Information provided: Begin
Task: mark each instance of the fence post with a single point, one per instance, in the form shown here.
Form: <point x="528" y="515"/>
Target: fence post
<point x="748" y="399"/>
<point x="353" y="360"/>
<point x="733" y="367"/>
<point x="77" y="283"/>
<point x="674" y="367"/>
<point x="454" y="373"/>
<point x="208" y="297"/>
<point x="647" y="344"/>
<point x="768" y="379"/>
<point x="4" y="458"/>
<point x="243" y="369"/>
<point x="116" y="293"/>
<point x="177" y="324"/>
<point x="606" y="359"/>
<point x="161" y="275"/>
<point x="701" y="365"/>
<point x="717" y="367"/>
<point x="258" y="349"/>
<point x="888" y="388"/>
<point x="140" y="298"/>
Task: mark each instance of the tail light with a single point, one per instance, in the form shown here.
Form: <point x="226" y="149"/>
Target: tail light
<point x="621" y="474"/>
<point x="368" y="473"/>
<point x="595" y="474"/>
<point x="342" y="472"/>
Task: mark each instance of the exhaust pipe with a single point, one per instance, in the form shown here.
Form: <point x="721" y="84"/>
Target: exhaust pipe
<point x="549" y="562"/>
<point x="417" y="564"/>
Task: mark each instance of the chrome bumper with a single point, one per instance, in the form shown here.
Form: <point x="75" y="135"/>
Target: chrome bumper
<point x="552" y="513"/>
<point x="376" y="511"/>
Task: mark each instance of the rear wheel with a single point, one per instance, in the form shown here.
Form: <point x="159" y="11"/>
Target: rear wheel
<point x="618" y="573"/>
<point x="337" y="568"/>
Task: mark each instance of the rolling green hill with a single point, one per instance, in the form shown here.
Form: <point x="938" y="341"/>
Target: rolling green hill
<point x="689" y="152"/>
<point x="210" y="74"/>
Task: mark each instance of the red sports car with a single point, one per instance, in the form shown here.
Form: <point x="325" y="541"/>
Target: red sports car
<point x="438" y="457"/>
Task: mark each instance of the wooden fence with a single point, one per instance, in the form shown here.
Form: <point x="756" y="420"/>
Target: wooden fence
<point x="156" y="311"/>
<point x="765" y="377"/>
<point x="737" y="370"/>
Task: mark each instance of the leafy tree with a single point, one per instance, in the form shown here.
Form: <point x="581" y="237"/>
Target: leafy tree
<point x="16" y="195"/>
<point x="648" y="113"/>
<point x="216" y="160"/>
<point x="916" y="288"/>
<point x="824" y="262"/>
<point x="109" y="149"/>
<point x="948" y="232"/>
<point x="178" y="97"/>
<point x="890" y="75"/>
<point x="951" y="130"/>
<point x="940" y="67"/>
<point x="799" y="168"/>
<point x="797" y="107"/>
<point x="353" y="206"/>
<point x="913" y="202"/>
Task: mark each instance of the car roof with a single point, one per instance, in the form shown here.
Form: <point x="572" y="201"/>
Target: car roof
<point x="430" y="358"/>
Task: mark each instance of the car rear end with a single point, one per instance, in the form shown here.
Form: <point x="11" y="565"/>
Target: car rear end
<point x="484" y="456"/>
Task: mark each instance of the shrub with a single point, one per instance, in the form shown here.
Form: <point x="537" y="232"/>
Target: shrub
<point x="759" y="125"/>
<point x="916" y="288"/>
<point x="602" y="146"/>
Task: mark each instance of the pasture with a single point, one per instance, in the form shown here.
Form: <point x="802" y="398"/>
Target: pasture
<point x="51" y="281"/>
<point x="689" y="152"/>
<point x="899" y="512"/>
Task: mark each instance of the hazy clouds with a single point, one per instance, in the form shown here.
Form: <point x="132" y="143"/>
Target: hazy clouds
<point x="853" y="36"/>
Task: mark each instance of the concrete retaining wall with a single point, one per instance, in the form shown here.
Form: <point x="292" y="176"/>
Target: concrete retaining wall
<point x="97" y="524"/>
Information provided: End
_What you need to do_: With the line that has "Task: mark each instance of the rolling" as the first and the line that has "Task: mark each instance of the red" as the last, repeat exactly that run of lines above and no more.

_Response box_:
Task: mark each instance of the rolling green hill with a single point, one per instance, in the form shown here.
Form: <point x="938" y="341"/>
Target: rolling green hill
<point x="689" y="152"/>
<point x="210" y="74"/>
Task: mark each instance of the red sports car with a single point, one per instance, in the form shown here.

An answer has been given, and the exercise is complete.